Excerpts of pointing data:

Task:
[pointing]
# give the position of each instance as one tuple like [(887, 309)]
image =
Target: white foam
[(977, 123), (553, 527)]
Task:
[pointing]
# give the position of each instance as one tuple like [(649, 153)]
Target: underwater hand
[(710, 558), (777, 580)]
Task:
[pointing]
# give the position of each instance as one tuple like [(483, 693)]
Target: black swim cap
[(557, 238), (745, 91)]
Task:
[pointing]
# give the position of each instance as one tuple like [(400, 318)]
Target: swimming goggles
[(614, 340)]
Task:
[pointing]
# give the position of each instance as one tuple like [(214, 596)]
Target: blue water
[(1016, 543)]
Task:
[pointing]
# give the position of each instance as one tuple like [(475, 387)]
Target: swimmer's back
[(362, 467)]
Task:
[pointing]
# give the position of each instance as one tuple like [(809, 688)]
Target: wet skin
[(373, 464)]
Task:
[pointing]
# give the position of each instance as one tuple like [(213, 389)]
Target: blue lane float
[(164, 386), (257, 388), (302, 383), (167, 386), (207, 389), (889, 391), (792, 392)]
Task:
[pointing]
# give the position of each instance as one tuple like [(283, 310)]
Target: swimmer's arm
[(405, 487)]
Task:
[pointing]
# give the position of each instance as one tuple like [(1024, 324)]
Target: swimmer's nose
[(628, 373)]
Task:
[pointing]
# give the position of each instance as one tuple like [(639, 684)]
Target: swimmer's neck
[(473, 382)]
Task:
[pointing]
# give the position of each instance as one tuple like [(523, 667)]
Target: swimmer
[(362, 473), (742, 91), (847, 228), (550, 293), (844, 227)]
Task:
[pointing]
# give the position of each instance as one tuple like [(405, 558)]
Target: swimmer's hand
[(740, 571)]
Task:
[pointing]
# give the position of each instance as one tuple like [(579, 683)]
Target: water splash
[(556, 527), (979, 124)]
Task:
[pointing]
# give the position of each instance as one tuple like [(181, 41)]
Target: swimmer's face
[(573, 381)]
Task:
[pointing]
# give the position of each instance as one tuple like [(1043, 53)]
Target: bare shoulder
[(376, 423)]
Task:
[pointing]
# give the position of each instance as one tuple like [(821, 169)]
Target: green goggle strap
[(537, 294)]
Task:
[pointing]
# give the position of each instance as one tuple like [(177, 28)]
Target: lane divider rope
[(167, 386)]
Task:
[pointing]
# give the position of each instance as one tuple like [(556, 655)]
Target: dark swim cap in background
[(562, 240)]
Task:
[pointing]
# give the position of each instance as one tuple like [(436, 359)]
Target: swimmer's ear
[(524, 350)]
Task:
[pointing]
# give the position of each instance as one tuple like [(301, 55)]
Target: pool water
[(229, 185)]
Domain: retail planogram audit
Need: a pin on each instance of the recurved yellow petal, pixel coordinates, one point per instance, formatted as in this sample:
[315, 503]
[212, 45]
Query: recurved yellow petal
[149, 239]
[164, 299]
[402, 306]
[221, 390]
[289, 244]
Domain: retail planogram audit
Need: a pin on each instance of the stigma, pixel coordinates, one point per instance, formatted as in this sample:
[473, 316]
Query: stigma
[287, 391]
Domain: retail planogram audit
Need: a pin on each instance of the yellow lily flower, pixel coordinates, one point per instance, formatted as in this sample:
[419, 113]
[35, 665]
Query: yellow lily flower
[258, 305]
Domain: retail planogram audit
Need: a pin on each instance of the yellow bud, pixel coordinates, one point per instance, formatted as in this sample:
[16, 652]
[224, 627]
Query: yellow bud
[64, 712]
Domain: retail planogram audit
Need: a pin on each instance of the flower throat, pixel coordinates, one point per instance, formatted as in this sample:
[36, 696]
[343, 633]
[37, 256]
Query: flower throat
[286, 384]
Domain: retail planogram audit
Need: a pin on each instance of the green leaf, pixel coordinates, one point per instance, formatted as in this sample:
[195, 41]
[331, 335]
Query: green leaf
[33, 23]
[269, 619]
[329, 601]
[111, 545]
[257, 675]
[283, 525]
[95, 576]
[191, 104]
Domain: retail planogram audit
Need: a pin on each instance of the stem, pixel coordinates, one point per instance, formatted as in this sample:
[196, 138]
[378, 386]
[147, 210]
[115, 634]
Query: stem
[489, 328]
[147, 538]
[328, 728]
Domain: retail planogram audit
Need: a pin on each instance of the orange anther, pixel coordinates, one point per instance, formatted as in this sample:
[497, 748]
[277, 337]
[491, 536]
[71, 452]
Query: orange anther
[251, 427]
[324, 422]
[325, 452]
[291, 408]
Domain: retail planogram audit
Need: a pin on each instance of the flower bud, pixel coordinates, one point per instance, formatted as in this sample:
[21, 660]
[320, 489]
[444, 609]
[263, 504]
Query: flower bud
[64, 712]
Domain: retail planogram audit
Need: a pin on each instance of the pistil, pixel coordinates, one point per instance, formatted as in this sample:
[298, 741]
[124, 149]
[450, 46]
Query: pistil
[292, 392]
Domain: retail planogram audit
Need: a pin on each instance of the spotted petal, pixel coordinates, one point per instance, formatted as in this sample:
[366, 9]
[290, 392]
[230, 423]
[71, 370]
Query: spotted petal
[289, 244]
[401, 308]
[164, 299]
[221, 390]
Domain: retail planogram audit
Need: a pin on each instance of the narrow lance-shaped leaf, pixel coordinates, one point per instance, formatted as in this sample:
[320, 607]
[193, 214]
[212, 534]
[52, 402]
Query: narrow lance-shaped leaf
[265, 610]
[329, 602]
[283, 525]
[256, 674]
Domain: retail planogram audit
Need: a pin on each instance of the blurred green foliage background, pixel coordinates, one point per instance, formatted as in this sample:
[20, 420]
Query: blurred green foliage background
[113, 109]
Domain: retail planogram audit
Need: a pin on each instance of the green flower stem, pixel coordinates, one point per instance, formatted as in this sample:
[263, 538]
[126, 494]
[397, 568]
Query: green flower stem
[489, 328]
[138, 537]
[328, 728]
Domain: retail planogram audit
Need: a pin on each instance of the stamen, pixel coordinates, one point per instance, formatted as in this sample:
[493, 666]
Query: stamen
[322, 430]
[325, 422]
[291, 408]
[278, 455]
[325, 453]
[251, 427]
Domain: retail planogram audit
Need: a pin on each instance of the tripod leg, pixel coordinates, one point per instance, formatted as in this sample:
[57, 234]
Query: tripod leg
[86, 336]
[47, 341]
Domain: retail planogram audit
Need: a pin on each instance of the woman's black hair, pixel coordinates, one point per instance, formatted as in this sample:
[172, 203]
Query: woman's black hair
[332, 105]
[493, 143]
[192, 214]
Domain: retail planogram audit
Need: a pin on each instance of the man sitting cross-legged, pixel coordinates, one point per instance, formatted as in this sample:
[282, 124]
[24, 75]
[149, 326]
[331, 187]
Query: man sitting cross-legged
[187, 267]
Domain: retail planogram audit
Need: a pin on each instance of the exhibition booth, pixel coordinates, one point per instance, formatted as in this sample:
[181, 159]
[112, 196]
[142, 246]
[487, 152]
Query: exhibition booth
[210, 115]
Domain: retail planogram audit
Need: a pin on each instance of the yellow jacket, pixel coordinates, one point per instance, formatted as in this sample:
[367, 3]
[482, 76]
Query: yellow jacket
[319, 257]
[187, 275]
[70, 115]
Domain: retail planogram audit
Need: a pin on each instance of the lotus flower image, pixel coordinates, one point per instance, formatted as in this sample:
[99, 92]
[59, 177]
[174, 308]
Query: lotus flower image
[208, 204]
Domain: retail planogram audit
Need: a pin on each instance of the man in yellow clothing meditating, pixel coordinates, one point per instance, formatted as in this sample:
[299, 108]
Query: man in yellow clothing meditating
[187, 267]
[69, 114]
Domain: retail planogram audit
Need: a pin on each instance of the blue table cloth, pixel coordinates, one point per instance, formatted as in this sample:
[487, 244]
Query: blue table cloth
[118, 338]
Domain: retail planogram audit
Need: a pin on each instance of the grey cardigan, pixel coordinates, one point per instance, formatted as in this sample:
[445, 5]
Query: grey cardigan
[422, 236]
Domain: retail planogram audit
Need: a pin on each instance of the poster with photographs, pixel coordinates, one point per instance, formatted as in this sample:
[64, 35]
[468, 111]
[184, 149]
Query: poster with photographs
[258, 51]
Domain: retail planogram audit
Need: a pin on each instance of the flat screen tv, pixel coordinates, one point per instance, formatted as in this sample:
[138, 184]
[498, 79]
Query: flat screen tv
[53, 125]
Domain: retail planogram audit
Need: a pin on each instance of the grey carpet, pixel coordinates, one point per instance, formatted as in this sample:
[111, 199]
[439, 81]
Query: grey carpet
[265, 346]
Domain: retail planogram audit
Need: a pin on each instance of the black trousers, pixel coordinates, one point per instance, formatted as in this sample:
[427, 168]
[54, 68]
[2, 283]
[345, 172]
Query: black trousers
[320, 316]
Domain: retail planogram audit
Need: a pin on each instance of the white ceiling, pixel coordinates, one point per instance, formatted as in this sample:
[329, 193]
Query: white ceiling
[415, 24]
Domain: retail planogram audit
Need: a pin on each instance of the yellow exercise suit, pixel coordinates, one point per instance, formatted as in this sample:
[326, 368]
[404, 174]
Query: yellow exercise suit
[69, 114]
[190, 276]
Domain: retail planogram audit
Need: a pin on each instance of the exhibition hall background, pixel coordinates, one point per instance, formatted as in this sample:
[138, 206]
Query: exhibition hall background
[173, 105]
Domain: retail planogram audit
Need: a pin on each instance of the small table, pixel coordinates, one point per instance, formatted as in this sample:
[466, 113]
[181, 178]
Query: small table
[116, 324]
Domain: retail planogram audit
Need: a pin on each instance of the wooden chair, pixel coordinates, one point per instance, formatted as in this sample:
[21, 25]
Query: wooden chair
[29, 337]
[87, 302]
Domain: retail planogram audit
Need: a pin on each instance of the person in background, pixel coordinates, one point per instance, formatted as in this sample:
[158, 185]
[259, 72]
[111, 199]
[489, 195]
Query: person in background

What to work on: Copy the listing from its first line through the line containing "[(373, 464)]", inclusive, replacing "blue water" with "pool water" and leaving everything else unchanged.

Task solution:
Task:
[pointing]
# give the position of each instance as one tuple like [(887, 309)]
image =
Target: white foam
[(977, 123), (553, 527)]
Task:
[pointing]
# give the position of each instance as one tuple like [(649, 153)]
Target: underwater hand
[(710, 558), (777, 580)]
Task:
[pointing]
# give the position of each instance as one tuple like [(483, 693)]
Target: black swim cap
[(557, 238), (745, 91)]
Task:
[pointing]
# give the position of each instance as one tuple like [(400, 318)]
Target: swimming goggles
[(614, 340)]
Task:
[pointing]
# give the position of each instance as one tuple like [(214, 596)]
Target: pool water
[(1016, 543)]
Task:
[pointing]
# give the position of each instance as one tuple like [(475, 387)]
Target: swimmer's back
[(362, 467)]
Task:
[pointing]
# give the position of each instance as one tuple like [(809, 688)]
Target: wet skin
[(373, 464)]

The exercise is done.